Text for analysis below:

In this paper, we recreate Rose and Day’s original analyses using data on global changes in BMI and haemoglobin concentrations across low and middle income countries. We examine both tails of deviance in the BMI distribution: obesity (BMI >30.0) and SCED.11 BMI is an ideal parameter for examining both tails of the distribution, as both extremes are important to public health,12 are associated with adverse health,13141516 and highlight issues of global health and economic inequality. For haemoglobin, we focus on the left side of the distribution, examining anaemia (capillary haemoglobin concentration <12.0 g/L) and severe anaemia (haemoglobin <8.0 g/L).17 Our hypothesis was that association of the mean with left sided deviance would be weaker than that with right sided deviance.
We analysed data from cross sectional surveys conducted as part of the Demographic Health Surveys (DHS) programme. These are nationally representative household sample surveys from more than 85 low and middle income countries with a focus on child and maternal health, fertility, and nutrition.18 The target sample is women of reproductive age (15-49 years) who are selected using multistage probabilistic sampling, where primary sampling units and households are drawn from geographical sampling frames that cover the entire territory of each country.19 The response rates in DHS are very high, in many cases exceeding 90% participation in sampled households. DHS are one of the best resources available for examining population health metrics, and all data contained in this analysis are publicly available.
DHS routinely include anthropometric assessments of height and weight of adults and children and are undertaken by dedicated and trained health investigators who accompany the interview teams. Adults are weighed wearing light fitting clothing and without shoes using digital Seca scales with a precision of 0.01 kg. Standing height is measured without shoes using Shorr stadiometers designed for use in survey settings and recorded to the nearest 0.1 cm. In many of the surveys, haemoglobin is measured using a finger prick blood test at the time of the survey. Samples are analysed immediately in the field by health investigators using a portable HemoCue analyzer (201+).
Study population and sample size
We used multiple cross sectional surveys from countries where at least one survey was completed and used the most recent survey available covering 65 countries from 1994 to 2014.5 Non-pregnant women aged 20-49 with complete data on height and weight were selected from surveys (n=524 380). Analyses on haemoglobin were conducted among 316 465 women in 44 countries. This study uses publicly available de-identified data and was considered exempt by the ethics board at the Harvard School of Public Health.
BMI was calculated by taking the weight in kilograms and dividing by the square of height in metres. We measured two outcomes at the “high” end (right hand side) of the distribution, overweight (BMI >25.0) and obesity (BMI >30.0), and two at the “low end” (left hand side), underweight (BMI <18.5) and SCED (BMI <16.0).
For haemoglobin, we focus on the left side of the distribution: anaemia (haemoglobin <12.0 g/dL) and severe anaemia (haemoglobin <8.0 g/dL).17 Unlike the relation between net overconsumption and high BMI, high haemoglobin (erythrocytosis or polycythaemia) is most often a secondary effect of underlying illness (for example, obstructive lung disease with impairment of oxygenation) and less frequently a pathological state related to a primary haematological malignancy or related to a range of rare genetic conditions.20 Adverse health consequence (such as thromboembolism) outside of the population with haematological malignancy has been poorly studied, but, importantly, empirical evidence indicates no harm.21 Therefore, we did not examine polycythaemia in this analysis, as it does not mirror the type of continuous distributions with deviant tails associated with risk that Rose and Day were focusing on (such as blood pressure, body weight, or alcohol intake).

End of Text for analysis.
Given data below:

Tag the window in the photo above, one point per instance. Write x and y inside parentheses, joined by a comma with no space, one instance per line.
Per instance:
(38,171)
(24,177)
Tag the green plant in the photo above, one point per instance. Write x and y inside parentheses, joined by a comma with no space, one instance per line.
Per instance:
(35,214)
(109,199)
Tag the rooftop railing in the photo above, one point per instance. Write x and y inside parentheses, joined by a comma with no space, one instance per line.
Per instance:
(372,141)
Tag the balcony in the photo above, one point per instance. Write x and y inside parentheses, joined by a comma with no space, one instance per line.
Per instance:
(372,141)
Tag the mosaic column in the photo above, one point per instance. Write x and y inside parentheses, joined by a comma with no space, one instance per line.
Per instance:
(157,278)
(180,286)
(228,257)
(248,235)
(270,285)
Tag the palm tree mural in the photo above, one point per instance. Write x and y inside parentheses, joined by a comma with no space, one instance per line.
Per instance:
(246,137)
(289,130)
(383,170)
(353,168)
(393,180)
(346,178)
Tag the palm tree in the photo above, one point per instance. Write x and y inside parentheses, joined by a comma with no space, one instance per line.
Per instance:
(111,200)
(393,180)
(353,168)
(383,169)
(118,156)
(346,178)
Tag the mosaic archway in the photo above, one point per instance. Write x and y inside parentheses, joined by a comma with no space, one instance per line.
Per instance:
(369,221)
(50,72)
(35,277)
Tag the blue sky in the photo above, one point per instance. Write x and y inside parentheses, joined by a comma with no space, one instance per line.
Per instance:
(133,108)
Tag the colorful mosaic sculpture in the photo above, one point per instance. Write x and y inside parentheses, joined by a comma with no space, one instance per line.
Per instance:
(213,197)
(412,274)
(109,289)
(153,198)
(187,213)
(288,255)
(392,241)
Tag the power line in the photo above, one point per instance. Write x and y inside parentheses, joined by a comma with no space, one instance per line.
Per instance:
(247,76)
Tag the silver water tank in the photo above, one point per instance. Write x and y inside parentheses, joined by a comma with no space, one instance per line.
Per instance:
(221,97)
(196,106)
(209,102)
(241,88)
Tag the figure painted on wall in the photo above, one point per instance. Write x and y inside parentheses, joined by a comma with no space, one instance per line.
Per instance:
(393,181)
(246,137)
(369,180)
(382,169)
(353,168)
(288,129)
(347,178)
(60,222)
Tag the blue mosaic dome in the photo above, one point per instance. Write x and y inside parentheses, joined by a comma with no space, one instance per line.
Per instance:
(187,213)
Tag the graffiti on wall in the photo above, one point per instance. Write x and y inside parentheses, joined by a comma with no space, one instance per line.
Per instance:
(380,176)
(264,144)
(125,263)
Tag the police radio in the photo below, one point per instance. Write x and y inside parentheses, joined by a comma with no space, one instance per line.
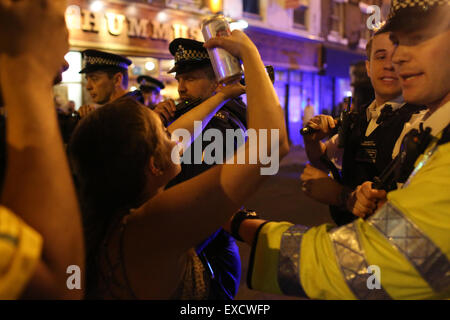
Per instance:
(345,117)
(413,145)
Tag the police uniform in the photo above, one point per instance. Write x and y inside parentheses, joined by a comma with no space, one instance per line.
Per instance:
(219,251)
(149,84)
(367,151)
(401,252)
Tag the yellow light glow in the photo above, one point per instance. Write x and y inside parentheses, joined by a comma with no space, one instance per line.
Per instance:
(215,5)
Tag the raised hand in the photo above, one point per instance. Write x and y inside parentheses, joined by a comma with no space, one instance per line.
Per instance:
(367,200)
(323,124)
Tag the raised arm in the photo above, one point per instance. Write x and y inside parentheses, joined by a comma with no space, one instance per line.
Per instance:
(194,209)
(38,185)
(205,111)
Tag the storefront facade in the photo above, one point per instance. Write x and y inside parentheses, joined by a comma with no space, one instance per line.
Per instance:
(139,31)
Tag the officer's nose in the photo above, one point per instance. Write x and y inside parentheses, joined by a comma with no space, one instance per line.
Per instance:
(181,86)
(89,85)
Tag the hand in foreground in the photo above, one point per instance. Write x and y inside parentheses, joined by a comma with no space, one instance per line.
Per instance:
(236,44)
(85,110)
(323,124)
(318,185)
(367,200)
(231,90)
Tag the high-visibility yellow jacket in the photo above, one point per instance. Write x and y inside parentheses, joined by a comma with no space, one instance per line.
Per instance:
(20,250)
(401,252)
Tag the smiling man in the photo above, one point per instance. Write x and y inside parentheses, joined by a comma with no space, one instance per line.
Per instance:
(403,250)
(368,144)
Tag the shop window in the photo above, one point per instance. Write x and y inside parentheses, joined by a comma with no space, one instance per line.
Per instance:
(300,17)
(251,7)
(337,18)
(71,87)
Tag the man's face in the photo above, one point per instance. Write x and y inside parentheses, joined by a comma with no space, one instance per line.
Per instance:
(422,61)
(381,70)
(100,86)
(195,84)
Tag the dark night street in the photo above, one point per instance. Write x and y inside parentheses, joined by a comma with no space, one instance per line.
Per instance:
(281,199)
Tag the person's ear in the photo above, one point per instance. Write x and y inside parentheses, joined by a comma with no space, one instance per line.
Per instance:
(368,67)
(154,168)
(118,79)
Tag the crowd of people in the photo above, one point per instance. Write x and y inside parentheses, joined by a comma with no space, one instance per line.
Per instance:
(110,196)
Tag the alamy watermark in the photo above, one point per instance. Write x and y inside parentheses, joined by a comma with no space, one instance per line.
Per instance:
(258,143)
(74,280)
(374,21)
(374,281)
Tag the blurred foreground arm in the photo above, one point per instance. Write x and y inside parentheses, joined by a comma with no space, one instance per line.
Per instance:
(38,184)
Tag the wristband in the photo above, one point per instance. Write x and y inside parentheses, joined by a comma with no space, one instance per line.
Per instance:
(238,218)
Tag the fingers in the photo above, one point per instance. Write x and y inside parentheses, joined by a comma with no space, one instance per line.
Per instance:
(166,110)
(367,199)
(85,110)
(372,194)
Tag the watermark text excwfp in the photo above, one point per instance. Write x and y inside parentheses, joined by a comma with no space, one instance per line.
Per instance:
(258,142)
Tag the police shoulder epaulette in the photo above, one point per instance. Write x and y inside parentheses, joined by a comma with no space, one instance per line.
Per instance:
(222,115)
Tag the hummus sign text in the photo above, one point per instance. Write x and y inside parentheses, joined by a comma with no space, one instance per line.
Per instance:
(116,24)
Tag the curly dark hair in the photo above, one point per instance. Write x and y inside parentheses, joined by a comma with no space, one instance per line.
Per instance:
(109,153)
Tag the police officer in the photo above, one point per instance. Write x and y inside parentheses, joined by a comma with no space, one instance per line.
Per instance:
(368,140)
(150,89)
(197,82)
(403,250)
(106,75)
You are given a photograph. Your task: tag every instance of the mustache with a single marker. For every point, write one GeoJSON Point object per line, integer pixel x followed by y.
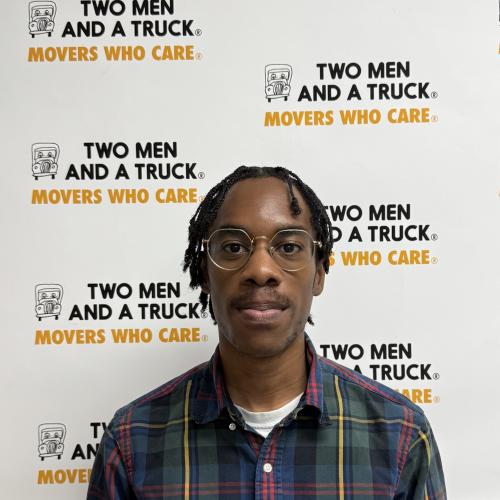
{"type": "Point", "coordinates": [261, 299]}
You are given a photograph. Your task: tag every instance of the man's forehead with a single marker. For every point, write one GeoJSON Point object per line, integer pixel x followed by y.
{"type": "Point", "coordinates": [262, 204]}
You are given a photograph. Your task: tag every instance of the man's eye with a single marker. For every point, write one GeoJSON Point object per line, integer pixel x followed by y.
{"type": "Point", "coordinates": [289, 248]}
{"type": "Point", "coordinates": [234, 248]}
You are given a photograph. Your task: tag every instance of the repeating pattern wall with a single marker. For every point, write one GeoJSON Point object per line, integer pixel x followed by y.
{"type": "Point", "coordinates": [119, 115]}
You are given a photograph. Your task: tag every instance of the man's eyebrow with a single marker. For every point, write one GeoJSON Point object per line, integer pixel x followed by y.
{"type": "Point", "coordinates": [279, 227]}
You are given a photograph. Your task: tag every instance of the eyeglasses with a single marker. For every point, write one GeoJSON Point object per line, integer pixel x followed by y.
{"type": "Point", "coordinates": [230, 249]}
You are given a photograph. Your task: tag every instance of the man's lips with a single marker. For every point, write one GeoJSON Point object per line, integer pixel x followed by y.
{"type": "Point", "coordinates": [261, 310]}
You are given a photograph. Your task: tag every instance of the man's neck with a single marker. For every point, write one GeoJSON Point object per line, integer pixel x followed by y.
{"type": "Point", "coordinates": [264, 383]}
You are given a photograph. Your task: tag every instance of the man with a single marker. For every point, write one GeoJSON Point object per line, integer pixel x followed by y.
{"type": "Point", "coordinates": [266, 417]}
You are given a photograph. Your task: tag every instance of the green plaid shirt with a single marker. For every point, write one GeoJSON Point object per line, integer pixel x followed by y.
{"type": "Point", "coordinates": [349, 438]}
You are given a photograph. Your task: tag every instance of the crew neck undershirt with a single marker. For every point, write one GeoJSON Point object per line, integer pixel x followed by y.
{"type": "Point", "coordinates": [264, 421]}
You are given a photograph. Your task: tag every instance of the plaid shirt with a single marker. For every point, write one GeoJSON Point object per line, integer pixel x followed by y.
{"type": "Point", "coordinates": [349, 438]}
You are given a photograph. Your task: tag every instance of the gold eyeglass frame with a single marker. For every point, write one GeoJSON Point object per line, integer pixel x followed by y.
{"type": "Point", "coordinates": [270, 248]}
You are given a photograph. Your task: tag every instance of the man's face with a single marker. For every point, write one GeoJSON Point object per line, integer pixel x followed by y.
{"type": "Point", "coordinates": [260, 309]}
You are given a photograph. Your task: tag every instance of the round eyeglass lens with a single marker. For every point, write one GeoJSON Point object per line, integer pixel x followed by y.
{"type": "Point", "coordinates": [292, 249]}
{"type": "Point", "coordinates": [229, 248]}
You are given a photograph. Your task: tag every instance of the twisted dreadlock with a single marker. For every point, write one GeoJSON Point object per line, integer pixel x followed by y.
{"type": "Point", "coordinates": [209, 207]}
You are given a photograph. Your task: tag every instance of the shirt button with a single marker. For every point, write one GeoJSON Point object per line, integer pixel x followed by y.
{"type": "Point", "coordinates": [267, 467]}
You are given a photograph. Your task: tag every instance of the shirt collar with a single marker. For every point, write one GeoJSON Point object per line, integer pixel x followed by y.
{"type": "Point", "coordinates": [212, 399]}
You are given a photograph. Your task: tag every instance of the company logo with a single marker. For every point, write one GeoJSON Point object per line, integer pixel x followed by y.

End of Given data.

### Instructions to follow
Copy the part of the BMI and hemoglobin text starting with "We analysed data" and going on through "are publicly available.". Rely only on the BMI and hemoglobin text for what comes next.

### Solved exercise
We analysed data from cross sectional surveys conducted as part of the Demographic Health Surveys (DHS) programme. These are nationally representative household sample surveys from more than 85 low and middle income countries with a focus on child and maternal health, fertility, and nutrition.18 The target sample is women of reproductive age (15-49 years) who are selected using multistage probabilistic sampling, where primary sampling units and households are drawn from geographical sampling frames that cover the entire territory of each country.19 The response rates in DHS are very high, in many cases exceeding 90% participation in sampled households. DHS are one of the best resources available for examining population health metrics, and all data contained in this analysis are publicly available.